Tasks
[1] Set down the portion of the appeal memorandum starting at "On August 25, 1998, [Appellant]" and ending at "Dec. 16, 1999).".
[2] According to the appeal memorandum, what was the motive for the murder?

Passage given
○ ○ ○ ○ ○

J-S59003-17
NON-PRECEDENTIAL DECISION - SEE SUPERIOR COURT I.O.P. 65.37
COMMONWEALTH OF PENNSYLVANIA, IN THE SUPERIOR COURT OF
PENNSYLVANIA
Appellee
v.
ANGEL L. SOTO,
Appellant No. 2868 EDA 2016
Appeal from the PCRA Order July 25, 2016
In the Court of Common Pleas of Northampton County
Criminal Division at No(s): CP-48-CR-000299-1989
BEFORE: BENDER, P.J.E., OTT, J., and FITZGERALD, J.*
MEMORANDUM BY BENDER, P.J.E.: FILED OCTOBER 18, 2017
Appellant, Angel L. Soto, appeals from the post-conviction court’s July
25, 2016 order denying, as untimely, his third petition for relief filed
pursuant to the Post Conviction Relief Act (PCRA), 42 Pa.C.S. §§ 9541-9546.
Additionally, Appellant’s counsel, Chad M. DiFelice, Esq., has filed a petition
to withdraw in accordance with Commonwealth v. Turner, 544 A.2d 927
(Pa. 1988), and Commonwealth v. Finley, 550 A.2d 213 (Pa. Super.
1988) (en banc). After careful review, we affirm the PCRA court’s order
denying Appellant’s petition and grant Attorney DiFelice’s petition to
withdraw.
____________________________________________
* Former Justice specially assigned to the Superior Court.
J-S59003-17
A detailed recitation of the facts of Appellant’s case is unnecessary to
our disposition of his present appeal. We note, however, that Appellant and
his cousin, Luis Torres, planned and carried out the 1988 murder of
Nepomuceno Pacheco. The motive for the murder was a drug-dealing
dispute. On June 19, 1991, a jury convicted Appellant of first-degree
murder and criminal conspiracy. That same day, the jury recommended a
sentence of life imprisonment for Appellant’s murder conviction. The court
imposed that sentence, as well as a consecutive term of 5 to 10 years’
incarceration for Appellant’s conspiracy conviction.
Appellant filed a timely direct appeal and, after this Court affirmed, our
Supreme Court denied his subsequent petition for allowance of appeal.
Commonwealth v. Soto, 693 A.2d 226 (Pa. Super. 1997), appeal denied,
705 A.2d 1308 (Pa. 1997).
On August 25, 1998, [Appellant] filed his first PCRA
petition. On January 27, 1999, the PCRA court dismissed the
petition without a hearing. On February 11, 1999, [Appellant]
filed a notice of appeal. On December 16, 1999, a panel of this
Court vacated the PCRA court’s dismissal of [Appellant]’s petition
and remanded for the appointment of new counsel. See
Commonwealth v. Soto, 680 EDA 1999, [unpublished
memorandum] at []6 (Pa. Super. [filed] Dec. 16, 1999).

○ ○ ○ ○ ○

Data lines
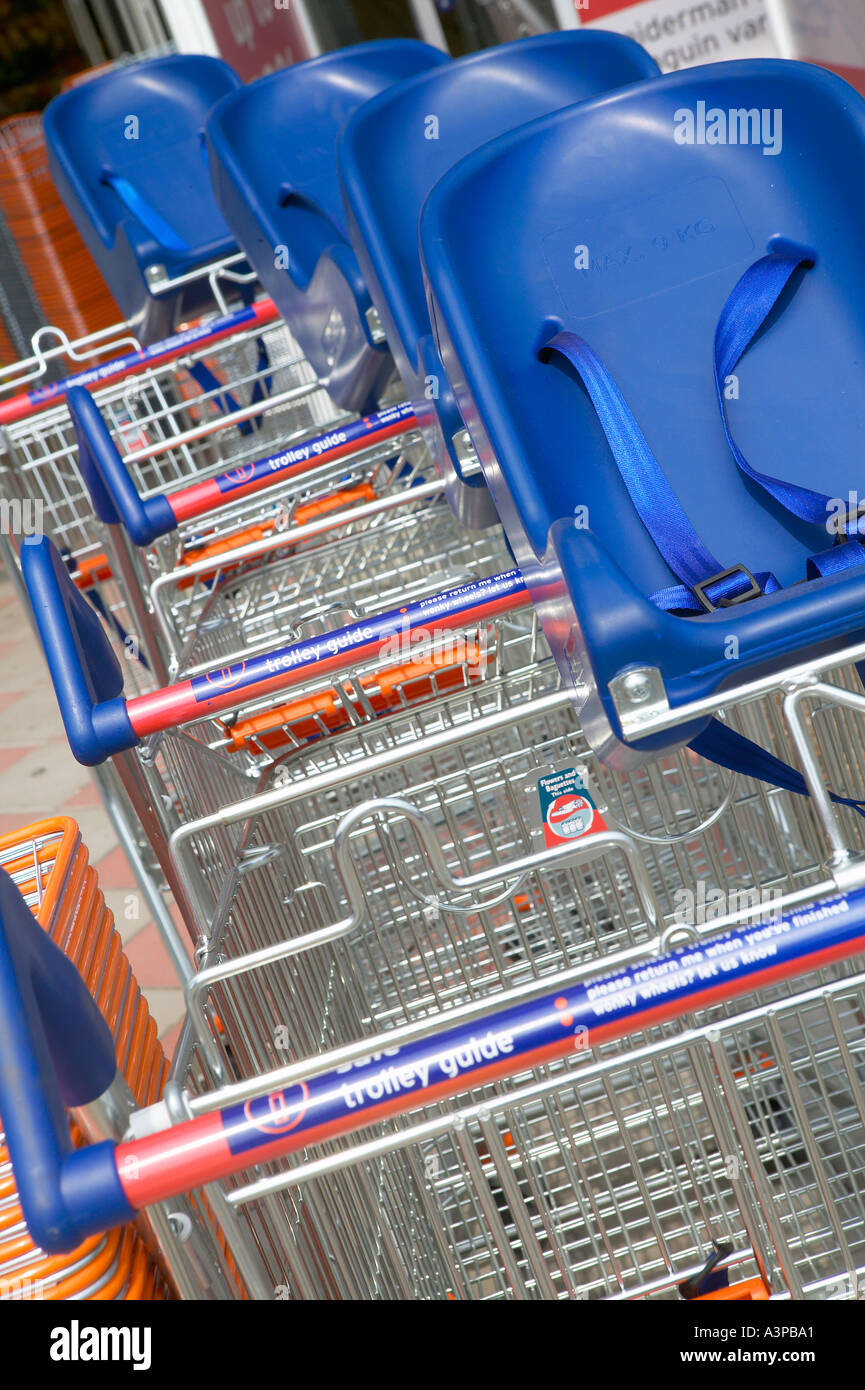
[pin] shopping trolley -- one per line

○ ○ ○ ○ ○

Task results
[1]
On August 25, 1998, [Appellant] filed his first PCRA
petition. On January 27, 1999, the PCRA court dismissed the
petition without a hearing. On February 11, 1999, [Appellant]
filed a notice of appeal. On December 16, 1999, a panel of this
Court vacated the PCRA court’s dismissal of [Appellant]’s petition
and remanded for the appointment of new counsel. See
Commonwealth v. Soto, 680 EDA 1999, [unpublished
memorandum] at []6 (Pa. Super. [filed] Dec. 16, 1999).

[2] A drug-dealing dispute.